Reading passage:
○ ○ ○ ○ ○

With each day that passes in the lame duck, there’s growing frustration and anxiety among advocates and stakeholders, some of whom feel that this may be the last chance in the short-term to get marijuana banking enacted before Republicans reclaim the majority in the House starting on January 3.
For his part, Sen. Cory Booker (D-NJ) has pinned blame on McConnell, telling NJ.com that his vocal opposition to cannabis reform has had a chilling effect of GOP members who might otherwise be amenable to passing legislation that contains SAFE Banking language.
“They’re dead set on anything in marijuana,” he said, referring to Republican leadership. “That to me is the obstacle.”
“The caucus is clearly divided but the people in power in their caucus are clearly against doing anything on marijuana,” he added.
While McConnell’s influence on the issue during the lame duck seems apparent, however, many industry stakeholders feel that Senate Majority Leader Chuck Schumer (D-NY) shares at least some of the blame, arguing that it’s incumbent on him to leverage the Democratic majority and force floor consideration of the incremental reform.

○ ○ ○ ○ ○

Stored data:
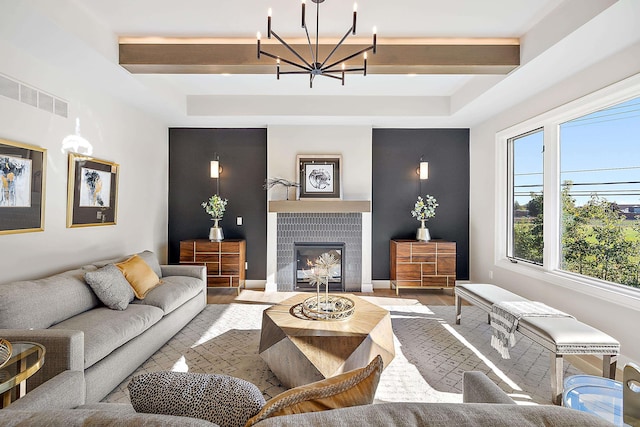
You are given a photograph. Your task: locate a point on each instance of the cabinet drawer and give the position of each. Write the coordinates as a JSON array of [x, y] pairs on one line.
[[186, 252], [229, 264], [446, 247], [423, 258], [447, 264], [408, 272], [407, 283], [206, 246], [429, 269], [207, 257], [220, 281], [213, 268], [437, 281], [230, 247], [421, 248], [403, 252]]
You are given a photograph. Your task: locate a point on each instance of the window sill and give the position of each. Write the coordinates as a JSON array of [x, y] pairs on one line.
[[629, 298]]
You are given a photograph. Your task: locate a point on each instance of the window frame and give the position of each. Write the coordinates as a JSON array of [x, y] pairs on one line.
[[550, 122], [511, 195]]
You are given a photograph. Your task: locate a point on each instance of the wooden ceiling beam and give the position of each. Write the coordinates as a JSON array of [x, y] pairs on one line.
[[494, 56]]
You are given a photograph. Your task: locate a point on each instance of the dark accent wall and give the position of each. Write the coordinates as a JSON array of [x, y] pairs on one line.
[[396, 186], [243, 157]]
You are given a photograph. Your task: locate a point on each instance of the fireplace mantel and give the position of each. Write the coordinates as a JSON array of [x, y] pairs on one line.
[[319, 206]]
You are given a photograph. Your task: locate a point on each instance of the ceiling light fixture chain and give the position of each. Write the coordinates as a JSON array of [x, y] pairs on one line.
[[315, 67]]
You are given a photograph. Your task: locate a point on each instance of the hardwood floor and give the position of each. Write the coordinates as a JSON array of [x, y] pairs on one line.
[[588, 364], [425, 297]]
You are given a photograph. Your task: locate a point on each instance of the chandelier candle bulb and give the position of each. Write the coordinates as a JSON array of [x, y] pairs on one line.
[[375, 37], [365, 63], [355, 12]]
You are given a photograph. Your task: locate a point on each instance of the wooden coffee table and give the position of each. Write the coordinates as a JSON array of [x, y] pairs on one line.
[[300, 351]]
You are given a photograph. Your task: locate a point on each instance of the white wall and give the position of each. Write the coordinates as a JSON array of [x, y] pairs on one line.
[[284, 143], [119, 134], [595, 309]]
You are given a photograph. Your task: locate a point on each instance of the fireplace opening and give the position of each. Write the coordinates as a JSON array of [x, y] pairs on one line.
[[306, 255]]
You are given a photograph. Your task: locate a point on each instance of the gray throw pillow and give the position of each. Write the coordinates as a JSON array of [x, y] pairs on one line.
[[110, 286], [152, 261], [221, 399]]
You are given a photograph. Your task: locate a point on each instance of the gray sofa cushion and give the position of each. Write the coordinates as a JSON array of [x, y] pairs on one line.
[[38, 304], [224, 400], [174, 291], [440, 415], [83, 417], [110, 286], [105, 329]]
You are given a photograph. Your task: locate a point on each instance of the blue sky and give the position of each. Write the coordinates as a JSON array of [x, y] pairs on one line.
[[599, 153]]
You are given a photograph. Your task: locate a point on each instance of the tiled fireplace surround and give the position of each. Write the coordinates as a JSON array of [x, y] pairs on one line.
[[319, 227]]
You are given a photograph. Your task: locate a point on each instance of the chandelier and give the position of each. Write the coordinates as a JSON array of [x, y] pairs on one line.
[[326, 68]]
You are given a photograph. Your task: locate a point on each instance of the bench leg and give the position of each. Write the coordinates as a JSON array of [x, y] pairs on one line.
[[609, 366], [556, 378]]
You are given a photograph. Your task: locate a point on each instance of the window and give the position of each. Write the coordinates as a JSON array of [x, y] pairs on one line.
[[573, 191], [600, 194], [526, 172]]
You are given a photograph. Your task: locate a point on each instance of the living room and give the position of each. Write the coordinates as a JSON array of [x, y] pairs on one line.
[[572, 54]]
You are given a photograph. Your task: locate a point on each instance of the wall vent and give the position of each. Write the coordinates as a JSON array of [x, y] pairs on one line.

○ ○ ○ ○ ○

Tasks to carry out:
[1] Name every person mentioned by name in the passage on marijuana banking.
[2] In the marijuana banking passage, repeat everything from "While McConnell’s influence" down to "the incremental reform.".

Task answers:
[1]
- McConnell
- Cory Booker
- Chuck Schumer

[2]
While McConnell’s influence on the issue during the lame duck seems apparent, however, many industry stakeholders feel that Senate Majority Leader Chuck Schumer (D-NY) shares at least some of the blame, arguing that it’s incumbent on him to leverage the Democratic majority and force floor consideration of the incremental reform.